__課題 1__
人工冬眠の記事によると、人工的に冬眠状態へ誘導するために脳内で刺激されるのは何か。
__課題 2__
人工冬眠の記事から、「世界全体で見ると、死因トップ」と「コラボはやはり意義深いです。」の間を、両端の語句も含めて一字も変えずに出力してください。

__文書抜粋__
════════

人工冬眠がマウスの疾患治療に貢献しました
宇宙系SF小説では定番の人工冬眠への実現が一歩近づきました。
連合での研究ですが、その中に老化分子生物学研究チームがあり、以前にも紹介した砂川氏がリーダーです。
今回の研究は、
疾患を持つマウスを冬眠させると臓器損害が通常時より抑えられた、
という話です。
世界全体で見ると、死因トップを占めるのは血液の循環がうまくいかない疾患だそうです。
今回疾患を持つマウスを冬眠させるために、前回の投稿でも紹介した、砂川氏の遺伝子編集方式が採用されました。
要は、脳内のQ神経を刺激することで人工的に冬眠状態へ誘導出来ます。今回はそれを応用した医療実験の成功と見る事も出来ます。
今回は、人工冬眠の研究と、心臓血管手術時の大きなリスクとなる腎臓障害を防ぐ仕組みの掛け合わせです。
元々人工冬眠自体が、医療と宇宙開発での応用を掲げていたので違和感はない応用実験ですが、それでも異分野のコラボはやはり意義深いです。
よくよく見ると、理研の中に、そういった最先端の基礎研究と臨床を橋渡しするプログラムが存在していました。
このリードをする升本氏はiPSを使った人工心臓が研究テーマで、これもとても再生医療への期待が高まる分野です。
近年のこの研究では、高精度に心臓の動きを測るデバイス開発の研究が発表されています。
こちらも今回同様、橋渡しプログラムの一環でバイオテクノロジー研究者とのコラボです。
こういった試みはとても必要性とその意義を感じます。
特に医療のように、新しいテクノロジーの活用余地が極めて高く、同時にその新規参入が外部からは行いにくく見える分野においてはなおさらです。
升本氏以外のケースがまだ公開記事を見るとなさそうなので、ぜひこういった野心的なプログラムは活性化してほしいです。

════════

[ポイント位置特定データ]
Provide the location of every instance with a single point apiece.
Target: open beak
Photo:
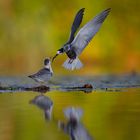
(54, 57)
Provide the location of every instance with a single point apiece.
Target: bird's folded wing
(87, 32)
(76, 23)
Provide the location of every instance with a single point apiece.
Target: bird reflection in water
(44, 103)
(74, 128)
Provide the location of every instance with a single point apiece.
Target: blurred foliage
(32, 30)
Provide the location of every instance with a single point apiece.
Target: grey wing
(76, 23)
(87, 32)
(42, 74)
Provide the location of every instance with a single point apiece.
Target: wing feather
(87, 32)
(76, 23)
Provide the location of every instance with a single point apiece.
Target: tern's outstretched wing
(76, 23)
(87, 32)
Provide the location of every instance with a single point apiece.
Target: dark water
(105, 114)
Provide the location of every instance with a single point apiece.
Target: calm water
(106, 115)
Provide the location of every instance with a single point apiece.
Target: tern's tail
(75, 64)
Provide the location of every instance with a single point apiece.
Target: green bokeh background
(32, 30)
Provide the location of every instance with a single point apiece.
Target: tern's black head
(46, 61)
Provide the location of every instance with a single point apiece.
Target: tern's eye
(67, 47)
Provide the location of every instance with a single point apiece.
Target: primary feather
(76, 23)
(87, 32)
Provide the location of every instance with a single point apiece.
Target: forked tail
(76, 64)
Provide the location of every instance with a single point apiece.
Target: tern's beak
(54, 57)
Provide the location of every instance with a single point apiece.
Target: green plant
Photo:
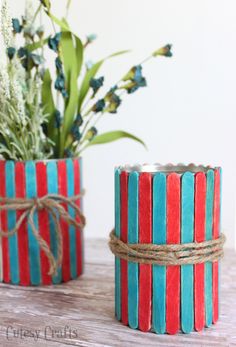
(68, 129)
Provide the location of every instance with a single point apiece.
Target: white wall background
(187, 113)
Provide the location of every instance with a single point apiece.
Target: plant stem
(36, 13)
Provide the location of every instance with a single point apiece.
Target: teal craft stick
(117, 232)
(11, 221)
(208, 265)
(72, 231)
(52, 181)
(34, 250)
(159, 237)
(187, 235)
(133, 268)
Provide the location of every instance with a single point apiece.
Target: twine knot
(55, 205)
(168, 254)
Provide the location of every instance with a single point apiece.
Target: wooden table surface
(39, 316)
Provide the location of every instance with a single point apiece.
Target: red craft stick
(77, 190)
(145, 236)
(199, 236)
(3, 214)
(43, 221)
(22, 232)
(216, 233)
(62, 190)
(173, 272)
(124, 236)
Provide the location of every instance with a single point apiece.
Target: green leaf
(69, 58)
(62, 24)
(113, 136)
(48, 103)
(91, 74)
(79, 54)
(36, 45)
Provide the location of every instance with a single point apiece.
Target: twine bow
(168, 254)
(53, 204)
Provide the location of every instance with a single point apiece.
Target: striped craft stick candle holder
(22, 261)
(165, 206)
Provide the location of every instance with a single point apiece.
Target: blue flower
(60, 82)
(17, 27)
(64, 93)
(53, 42)
(89, 64)
(40, 31)
(46, 3)
(96, 84)
(92, 132)
(60, 85)
(132, 86)
(58, 64)
(58, 119)
(75, 132)
(22, 52)
(114, 102)
(11, 51)
(78, 120)
(99, 106)
(134, 74)
(164, 51)
(36, 59)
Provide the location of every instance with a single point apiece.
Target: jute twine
(171, 254)
(55, 205)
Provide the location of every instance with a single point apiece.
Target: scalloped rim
(179, 168)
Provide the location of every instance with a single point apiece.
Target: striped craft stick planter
(21, 259)
(167, 205)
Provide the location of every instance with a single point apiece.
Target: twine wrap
(171, 254)
(53, 204)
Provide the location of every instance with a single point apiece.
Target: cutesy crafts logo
(48, 333)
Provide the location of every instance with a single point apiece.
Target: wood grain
(173, 272)
(87, 304)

════════

__解答例 1__
Q神経

__解答例 2__
世界全体で見ると、死因トップを占めるのは血液の循環がうまくいかない疾患だそうです。
今回疾患を持つマウスを冬眠させるために、前回の投稿でも紹介した、砂川氏の遺伝子編集方式が採用されました。
要は、脳内のQ神経を刺激することで人工的に冬眠状態へ誘導出来ます。今回はそれを応用した医療実験の成功と見る事も出来ます。
今回は、人工冬眠の研究と、心臓血管手術時の大きなリスクとなる腎臓障害を防ぐ仕組みの掛け合わせです。
元々人工冬眠自体が、医療と宇宙開発での応用を掲げていたので違和感はない応用実験ですが、それでも異分野のコラボはやはり意義深いです。